**INPUT RECORDS:**
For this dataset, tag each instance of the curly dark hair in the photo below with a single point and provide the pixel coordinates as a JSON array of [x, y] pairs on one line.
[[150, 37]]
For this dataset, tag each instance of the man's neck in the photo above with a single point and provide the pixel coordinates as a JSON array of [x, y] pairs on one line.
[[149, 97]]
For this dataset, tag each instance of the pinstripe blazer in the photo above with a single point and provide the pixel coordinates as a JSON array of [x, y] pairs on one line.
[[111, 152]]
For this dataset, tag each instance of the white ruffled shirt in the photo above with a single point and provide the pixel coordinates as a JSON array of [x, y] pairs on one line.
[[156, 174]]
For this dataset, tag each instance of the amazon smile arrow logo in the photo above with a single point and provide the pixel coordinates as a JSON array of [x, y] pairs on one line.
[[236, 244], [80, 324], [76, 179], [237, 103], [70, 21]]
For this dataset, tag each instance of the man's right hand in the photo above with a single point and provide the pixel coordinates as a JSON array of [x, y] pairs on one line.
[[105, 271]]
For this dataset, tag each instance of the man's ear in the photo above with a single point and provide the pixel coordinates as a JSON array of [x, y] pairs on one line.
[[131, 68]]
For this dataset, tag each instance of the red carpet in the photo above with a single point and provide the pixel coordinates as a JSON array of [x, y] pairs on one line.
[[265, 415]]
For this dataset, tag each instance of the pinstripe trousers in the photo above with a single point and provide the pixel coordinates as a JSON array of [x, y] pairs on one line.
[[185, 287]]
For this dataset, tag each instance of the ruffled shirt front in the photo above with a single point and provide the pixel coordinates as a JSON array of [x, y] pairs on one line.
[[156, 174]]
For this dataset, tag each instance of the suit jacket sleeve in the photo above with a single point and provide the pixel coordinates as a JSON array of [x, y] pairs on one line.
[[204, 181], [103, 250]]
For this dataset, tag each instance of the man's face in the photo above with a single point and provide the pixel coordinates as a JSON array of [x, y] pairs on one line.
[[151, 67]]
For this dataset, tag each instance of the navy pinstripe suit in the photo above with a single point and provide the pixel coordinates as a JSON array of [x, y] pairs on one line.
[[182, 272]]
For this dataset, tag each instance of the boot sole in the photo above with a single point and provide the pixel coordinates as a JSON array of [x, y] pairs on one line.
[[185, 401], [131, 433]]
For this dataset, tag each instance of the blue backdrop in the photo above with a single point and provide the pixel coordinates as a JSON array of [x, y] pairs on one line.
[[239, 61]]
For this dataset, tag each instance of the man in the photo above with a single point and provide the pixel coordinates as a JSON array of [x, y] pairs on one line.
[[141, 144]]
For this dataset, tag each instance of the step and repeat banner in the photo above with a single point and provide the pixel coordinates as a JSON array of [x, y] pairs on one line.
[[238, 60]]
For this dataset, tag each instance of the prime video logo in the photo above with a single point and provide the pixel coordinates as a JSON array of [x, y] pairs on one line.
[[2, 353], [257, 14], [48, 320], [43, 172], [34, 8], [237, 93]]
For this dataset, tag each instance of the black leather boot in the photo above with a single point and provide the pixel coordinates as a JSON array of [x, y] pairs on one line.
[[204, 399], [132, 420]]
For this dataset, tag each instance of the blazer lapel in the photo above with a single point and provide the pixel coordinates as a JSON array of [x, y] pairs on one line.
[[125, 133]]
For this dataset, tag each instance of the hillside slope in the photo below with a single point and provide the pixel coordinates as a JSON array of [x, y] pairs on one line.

**WORK ITEM:**
Write out the whole listing above, keeping each line exactly as it is.

**WRITTEN RESPONSE:**
For this dataset, tag each instance of the curly dark hair in the photo below with a single point and provide the pixel coordinates as a JSON array of [x, y] pairs on one line.
[[150, 37]]
For this dataset, tag each instance of the man's neck in the photo above with a single point and provide the pixel coordinates as a JSON array of [x, y] pairs on one line.
[[149, 97]]
For this dataset, tag each instance of the pinstripe blazer in the photo above with a single point and provide the pixel coordinates as a JSON array of [x, y] pairs on one line.
[[111, 152]]
For this dataset, tag each instance of the white ruffled shirt in the photo above with a single point and provide the pixel coordinates as a JSON array of [x, y] pairs on one line.
[[156, 174]]
For this dataset, tag each instance of the amazon smile arrow logo in the photo above with a single point and provide the pixel coordinates as a JSON array of [x, y] pairs on one line.
[[236, 244], [80, 324], [76, 179], [237, 103], [70, 21]]
For this dataset, tag each instance of the man's right hand in the photo above with a single point and provide the pixel coordinates as a JSON array of [x, y] pairs on one line.
[[105, 271]]
For this dataset, tag each instance of the man's ear in the photo above with a single point and provide the pixel coordinates as a JSON array of [x, y] pairs on one line.
[[131, 68]]
For this dataset, tag each instance of the red carpet in the photo above with a single point and provide the pixel coordinates as a JSON array of [x, y] pairs on one line.
[[265, 415]]
For this dataset, tag each instance of the pinstripe trousers in the photo above with a single point and provide the pixel coordinates as a JSON array of [x, y] pairs on one line.
[[185, 287]]
For this dataset, tag each instance of the ruffled shirt front in the photo above with a single point and provide the pixel coordinates as a JSON array of [x, y] pairs on one line.
[[156, 174]]
For this dataset, tag each instance of the suit jacket sleeve in the photo above with a single point and provide the pixel coordinates as a JSON array of [x, y] pairs on one line.
[[204, 181], [103, 250]]
For this dataset, tag each instance of the man's face in the photo above with a single point and provide the pixel coordinates as a JSON array of [x, y] pairs on one line.
[[151, 67]]
For this dataset, tag each instance of the navy pinstripe suit in the photo above with a single point and provide the pixel coordinates as a JSON array of [x, y] pairs on one line.
[[182, 272]]
For this dataset, tag each instance of the boot sole in the photo above with a single point and provide the pixel coordinates as a JSON array of [x, y] pairs on one line.
[[185, 401], [131, 433]]
For this dataset, tag each instance of the blue backdrop in the photo above with a single point and provide the pixel coordinates as a JSON array of [x, y] pairs on one line.
[[239, 61]]
For this dataset, tag each instance of the man in the photo above with a single point and provide the pixel coordinates as a JSON array of [x, y] pairs on one line.
[[141, 144]]
For this dataset, tag each instance of the step and repeat banner in the photo above with a single point and provide the pixel coordinates as a JSON array of [x, y] pairs on one line.
[[238, 60]]
For this dataset, tag each instance of the prime video logo in the photo above with a single point and provide the pixel coordinates as a JSON array of [x, y] pairs on one line.
[[2, 353], [257, 14], [48, 320], [43, 172], [34, 8], [237, 93]]
For this dataset, tag each instance of the black leather boot in the photo above with a single point and provide the pixel coordinates as a JSON array of [x, y] pairs on one line.
[[204, 399], [132, 420]]
For this dataset, tag each instance of the blazer lapel in the photo above with a single point and provide the pixel coordinates as a JSON array of [x, y] pairs on one line.
[[125, 133]]
For this dataset, tag each instance of the hillside slope in the photo below with a single point and provide the pixel coordinates as a JSON array of [x, y] pairs on one line.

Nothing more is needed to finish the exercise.